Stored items

○ ○ ○ ○

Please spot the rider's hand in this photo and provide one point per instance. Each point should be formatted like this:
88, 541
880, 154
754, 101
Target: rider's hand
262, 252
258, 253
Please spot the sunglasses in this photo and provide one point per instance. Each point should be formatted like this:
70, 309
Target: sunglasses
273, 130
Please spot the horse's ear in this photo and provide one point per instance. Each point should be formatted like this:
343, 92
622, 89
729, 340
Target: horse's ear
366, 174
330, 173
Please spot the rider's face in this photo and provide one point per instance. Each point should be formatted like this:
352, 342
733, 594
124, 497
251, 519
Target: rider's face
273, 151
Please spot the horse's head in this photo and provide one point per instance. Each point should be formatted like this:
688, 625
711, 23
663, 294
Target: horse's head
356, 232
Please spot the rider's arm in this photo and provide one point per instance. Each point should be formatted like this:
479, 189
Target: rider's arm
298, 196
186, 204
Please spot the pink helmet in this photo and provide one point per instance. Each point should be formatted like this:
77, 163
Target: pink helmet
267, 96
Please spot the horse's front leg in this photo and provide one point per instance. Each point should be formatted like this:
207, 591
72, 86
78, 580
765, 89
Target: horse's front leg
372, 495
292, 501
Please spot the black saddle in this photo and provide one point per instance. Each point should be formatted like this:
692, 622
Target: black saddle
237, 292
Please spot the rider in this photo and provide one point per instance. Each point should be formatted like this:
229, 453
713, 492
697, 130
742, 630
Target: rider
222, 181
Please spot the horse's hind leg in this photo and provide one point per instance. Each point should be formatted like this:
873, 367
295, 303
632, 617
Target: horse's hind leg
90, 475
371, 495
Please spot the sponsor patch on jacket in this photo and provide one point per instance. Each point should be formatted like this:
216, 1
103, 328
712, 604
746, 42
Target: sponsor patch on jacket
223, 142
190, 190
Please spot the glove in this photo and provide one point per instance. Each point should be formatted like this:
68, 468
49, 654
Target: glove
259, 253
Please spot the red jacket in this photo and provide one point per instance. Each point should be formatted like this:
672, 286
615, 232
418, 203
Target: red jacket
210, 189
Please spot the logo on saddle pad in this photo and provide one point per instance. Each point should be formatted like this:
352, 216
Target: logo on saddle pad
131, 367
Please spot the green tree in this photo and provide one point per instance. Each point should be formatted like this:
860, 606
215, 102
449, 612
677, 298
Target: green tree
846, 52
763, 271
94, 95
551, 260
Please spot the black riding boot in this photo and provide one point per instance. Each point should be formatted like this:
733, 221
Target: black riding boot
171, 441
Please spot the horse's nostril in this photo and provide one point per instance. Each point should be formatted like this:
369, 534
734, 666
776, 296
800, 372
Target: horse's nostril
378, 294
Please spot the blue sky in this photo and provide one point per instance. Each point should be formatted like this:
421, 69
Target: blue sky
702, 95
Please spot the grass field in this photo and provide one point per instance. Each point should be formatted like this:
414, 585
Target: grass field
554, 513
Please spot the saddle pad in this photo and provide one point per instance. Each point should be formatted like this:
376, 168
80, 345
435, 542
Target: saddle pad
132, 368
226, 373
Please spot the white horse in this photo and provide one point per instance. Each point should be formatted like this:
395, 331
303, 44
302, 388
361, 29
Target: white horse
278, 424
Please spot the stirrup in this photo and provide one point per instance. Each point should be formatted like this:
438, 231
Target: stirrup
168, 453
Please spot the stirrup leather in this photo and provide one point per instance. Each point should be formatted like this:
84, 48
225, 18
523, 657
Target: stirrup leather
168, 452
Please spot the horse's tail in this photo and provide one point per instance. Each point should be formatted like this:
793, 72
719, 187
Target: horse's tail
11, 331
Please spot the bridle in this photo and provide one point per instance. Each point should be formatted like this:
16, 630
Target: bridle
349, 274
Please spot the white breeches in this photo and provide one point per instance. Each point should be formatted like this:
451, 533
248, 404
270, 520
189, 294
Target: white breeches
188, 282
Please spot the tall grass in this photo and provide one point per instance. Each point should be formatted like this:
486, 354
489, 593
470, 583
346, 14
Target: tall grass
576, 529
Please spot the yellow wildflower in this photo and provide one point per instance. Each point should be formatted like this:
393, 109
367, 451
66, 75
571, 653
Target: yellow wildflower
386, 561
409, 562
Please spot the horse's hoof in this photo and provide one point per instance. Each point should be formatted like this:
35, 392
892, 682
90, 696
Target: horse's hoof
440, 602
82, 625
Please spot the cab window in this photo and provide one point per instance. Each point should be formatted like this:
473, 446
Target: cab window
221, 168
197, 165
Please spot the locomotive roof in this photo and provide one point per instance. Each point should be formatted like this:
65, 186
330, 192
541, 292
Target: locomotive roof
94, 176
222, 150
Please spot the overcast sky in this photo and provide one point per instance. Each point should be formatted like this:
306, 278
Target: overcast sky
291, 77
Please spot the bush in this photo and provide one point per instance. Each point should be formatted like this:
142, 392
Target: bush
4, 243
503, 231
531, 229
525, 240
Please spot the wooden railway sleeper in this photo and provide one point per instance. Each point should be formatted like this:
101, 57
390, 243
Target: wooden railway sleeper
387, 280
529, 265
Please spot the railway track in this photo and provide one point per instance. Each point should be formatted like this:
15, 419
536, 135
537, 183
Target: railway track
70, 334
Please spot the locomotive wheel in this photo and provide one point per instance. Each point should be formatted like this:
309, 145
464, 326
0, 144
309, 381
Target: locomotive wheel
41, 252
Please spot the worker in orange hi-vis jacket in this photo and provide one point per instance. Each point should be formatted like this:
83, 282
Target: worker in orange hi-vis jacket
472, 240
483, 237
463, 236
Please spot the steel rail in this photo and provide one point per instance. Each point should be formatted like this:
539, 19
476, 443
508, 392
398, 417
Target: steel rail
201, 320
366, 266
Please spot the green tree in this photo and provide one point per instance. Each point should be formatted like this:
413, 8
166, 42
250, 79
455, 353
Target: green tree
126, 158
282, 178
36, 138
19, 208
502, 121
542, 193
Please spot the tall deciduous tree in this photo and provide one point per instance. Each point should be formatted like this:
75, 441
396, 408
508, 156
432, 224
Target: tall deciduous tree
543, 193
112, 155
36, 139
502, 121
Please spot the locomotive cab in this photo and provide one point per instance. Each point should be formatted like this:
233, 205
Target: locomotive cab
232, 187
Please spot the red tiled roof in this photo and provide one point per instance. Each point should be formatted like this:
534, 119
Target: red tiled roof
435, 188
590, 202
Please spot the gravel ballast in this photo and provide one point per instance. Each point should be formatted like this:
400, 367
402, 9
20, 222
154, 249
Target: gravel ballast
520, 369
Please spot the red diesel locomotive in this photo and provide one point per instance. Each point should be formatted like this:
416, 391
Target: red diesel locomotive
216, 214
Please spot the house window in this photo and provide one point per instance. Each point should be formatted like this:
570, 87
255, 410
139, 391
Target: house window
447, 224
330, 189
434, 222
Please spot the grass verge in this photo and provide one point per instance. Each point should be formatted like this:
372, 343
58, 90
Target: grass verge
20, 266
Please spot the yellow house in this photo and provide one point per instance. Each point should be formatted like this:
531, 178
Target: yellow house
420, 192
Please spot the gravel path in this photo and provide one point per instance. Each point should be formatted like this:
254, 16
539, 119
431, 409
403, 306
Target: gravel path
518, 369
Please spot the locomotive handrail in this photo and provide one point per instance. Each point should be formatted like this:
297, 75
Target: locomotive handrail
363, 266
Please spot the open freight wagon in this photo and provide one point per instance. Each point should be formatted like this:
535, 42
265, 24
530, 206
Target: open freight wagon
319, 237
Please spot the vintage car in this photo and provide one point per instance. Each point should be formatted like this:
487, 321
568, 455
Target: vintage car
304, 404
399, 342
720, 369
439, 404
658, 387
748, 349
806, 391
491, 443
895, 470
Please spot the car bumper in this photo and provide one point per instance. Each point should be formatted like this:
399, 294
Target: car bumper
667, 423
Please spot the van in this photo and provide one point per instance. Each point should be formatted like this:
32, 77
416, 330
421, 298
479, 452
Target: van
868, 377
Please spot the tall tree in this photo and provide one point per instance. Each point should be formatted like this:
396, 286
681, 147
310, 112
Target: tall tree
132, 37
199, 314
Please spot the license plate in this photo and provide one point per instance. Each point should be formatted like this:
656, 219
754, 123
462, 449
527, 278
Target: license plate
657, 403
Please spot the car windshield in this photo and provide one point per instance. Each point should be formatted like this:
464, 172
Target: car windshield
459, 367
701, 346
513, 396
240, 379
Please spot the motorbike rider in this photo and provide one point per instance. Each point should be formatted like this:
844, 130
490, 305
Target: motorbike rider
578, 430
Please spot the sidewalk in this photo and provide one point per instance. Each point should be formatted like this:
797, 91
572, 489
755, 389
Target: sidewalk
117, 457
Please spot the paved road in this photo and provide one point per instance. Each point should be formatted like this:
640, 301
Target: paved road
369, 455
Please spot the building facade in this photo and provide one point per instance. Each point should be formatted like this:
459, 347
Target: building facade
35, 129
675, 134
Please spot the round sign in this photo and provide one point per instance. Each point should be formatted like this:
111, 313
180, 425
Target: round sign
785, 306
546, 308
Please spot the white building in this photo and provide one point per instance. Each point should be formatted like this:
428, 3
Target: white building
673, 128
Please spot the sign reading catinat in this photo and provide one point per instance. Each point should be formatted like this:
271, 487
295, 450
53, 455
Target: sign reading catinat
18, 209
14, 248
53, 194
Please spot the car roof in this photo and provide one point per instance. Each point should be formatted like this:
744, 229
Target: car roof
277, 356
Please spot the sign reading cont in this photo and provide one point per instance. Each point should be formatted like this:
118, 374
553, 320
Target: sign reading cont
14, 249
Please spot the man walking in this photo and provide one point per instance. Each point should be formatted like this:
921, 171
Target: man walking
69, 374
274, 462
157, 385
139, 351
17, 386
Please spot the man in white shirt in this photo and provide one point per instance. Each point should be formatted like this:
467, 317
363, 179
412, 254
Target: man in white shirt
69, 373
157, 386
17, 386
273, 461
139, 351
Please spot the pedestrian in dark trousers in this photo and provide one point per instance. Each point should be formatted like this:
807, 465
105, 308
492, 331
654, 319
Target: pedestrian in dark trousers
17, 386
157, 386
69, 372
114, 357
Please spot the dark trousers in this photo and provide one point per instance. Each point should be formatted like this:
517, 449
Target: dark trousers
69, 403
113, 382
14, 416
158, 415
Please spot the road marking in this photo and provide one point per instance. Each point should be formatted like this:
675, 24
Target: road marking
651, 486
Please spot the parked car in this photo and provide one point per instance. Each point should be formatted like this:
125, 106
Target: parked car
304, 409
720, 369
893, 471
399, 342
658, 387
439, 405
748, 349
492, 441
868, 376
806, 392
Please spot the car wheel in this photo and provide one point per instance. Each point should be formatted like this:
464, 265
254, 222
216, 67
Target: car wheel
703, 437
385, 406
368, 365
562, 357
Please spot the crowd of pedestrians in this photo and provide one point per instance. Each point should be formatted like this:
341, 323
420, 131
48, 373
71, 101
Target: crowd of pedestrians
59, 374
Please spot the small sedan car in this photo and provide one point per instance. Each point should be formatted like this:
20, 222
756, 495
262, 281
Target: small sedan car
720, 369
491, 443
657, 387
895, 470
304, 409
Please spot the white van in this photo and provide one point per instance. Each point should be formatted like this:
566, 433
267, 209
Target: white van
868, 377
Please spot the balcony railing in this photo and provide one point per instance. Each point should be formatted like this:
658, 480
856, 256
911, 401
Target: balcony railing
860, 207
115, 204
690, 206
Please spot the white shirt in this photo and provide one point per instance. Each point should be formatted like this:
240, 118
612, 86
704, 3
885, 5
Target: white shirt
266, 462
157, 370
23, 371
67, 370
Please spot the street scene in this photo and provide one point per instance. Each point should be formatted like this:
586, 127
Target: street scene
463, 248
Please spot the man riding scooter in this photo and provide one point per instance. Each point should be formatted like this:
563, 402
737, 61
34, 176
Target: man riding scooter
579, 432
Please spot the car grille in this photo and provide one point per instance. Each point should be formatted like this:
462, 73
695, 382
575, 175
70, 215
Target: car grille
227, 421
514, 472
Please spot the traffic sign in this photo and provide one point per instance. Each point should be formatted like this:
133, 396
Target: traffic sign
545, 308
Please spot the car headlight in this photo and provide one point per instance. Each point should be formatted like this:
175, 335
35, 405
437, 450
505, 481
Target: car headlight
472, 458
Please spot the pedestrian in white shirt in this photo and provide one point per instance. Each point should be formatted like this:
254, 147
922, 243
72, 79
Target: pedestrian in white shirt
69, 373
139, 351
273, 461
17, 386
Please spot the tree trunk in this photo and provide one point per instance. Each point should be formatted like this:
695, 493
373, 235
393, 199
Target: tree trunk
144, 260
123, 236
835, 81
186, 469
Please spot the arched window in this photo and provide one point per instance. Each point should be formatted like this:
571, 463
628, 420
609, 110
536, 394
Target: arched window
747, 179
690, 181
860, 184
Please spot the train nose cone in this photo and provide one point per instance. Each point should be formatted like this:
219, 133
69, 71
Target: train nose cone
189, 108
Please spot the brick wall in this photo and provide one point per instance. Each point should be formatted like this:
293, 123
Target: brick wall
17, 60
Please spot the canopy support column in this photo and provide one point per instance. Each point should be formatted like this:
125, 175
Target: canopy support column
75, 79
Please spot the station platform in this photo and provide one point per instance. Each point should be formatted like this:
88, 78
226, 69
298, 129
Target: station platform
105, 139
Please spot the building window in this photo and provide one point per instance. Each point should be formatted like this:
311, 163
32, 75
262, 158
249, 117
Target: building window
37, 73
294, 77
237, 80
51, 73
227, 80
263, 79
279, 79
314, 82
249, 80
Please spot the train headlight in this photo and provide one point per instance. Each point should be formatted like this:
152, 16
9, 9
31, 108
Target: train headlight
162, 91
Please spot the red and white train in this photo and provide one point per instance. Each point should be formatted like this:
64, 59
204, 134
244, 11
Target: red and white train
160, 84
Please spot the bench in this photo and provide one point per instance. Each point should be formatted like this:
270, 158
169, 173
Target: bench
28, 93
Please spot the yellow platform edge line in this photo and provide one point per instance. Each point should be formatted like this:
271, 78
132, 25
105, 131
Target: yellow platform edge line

○ ○ ○ ○

**What this task involves:** Which lines should be output? Exactly those from the first line of the data through the line containing "Please spot the horse's ear", inclusive.

**Problem solution:**
Please spot the rider's hand in this photo and provide one point per instance. Each point should be formatted like this:
88, 541
880, 154
754, 101
Target: rider's hand
262, 252
258, 253
Please spot the sunglasses in this photo and provide one point per instance. Each point should be formatted like this:
70, 309
Target: sunglasses
273, 130
Please spot the horse's ear in this photo and provide one point per instance. Each point should be formatted like this:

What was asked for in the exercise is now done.